> SUPPLIED RECORDS
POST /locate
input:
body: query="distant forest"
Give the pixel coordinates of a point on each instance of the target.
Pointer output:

...

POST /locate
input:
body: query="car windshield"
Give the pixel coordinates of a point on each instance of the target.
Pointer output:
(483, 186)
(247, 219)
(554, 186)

---

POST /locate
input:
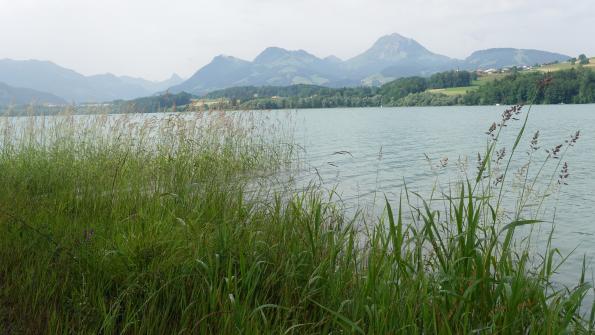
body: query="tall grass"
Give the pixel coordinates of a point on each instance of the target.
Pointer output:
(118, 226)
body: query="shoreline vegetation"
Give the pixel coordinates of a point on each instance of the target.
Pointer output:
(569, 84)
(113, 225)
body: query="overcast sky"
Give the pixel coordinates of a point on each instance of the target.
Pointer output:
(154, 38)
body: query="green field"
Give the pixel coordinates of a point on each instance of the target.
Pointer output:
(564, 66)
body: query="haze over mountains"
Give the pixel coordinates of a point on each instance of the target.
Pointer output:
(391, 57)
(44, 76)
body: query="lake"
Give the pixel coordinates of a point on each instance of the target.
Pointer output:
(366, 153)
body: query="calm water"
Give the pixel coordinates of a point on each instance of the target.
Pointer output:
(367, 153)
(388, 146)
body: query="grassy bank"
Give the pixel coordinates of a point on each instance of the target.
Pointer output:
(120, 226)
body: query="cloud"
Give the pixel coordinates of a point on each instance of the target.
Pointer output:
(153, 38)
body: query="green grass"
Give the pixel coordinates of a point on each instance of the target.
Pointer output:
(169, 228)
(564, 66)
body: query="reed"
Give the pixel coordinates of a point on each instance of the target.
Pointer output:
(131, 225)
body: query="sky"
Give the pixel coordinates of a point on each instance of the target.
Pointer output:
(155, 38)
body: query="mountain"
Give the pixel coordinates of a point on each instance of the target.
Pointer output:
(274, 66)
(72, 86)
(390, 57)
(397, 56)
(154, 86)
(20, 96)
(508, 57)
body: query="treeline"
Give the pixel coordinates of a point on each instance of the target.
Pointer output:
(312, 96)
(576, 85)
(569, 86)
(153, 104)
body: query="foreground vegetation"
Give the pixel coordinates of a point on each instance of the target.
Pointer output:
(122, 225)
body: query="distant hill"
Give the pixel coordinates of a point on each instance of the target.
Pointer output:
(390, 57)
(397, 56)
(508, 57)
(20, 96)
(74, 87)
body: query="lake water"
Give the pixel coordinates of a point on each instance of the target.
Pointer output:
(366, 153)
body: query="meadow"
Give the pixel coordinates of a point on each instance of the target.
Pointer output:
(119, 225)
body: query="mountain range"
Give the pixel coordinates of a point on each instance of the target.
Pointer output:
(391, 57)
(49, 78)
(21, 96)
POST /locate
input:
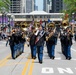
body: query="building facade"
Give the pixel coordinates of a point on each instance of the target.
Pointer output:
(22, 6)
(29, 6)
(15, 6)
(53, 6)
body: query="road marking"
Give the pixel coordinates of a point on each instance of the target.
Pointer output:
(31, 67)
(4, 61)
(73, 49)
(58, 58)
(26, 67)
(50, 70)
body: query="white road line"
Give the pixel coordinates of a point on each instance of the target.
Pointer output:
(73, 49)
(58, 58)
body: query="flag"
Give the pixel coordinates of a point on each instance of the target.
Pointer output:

> ASSIGNED TASK
Pull every line that holds the string "green" out of the records.

> ANSWER BOX
body: query="green field"
body: query="green grass"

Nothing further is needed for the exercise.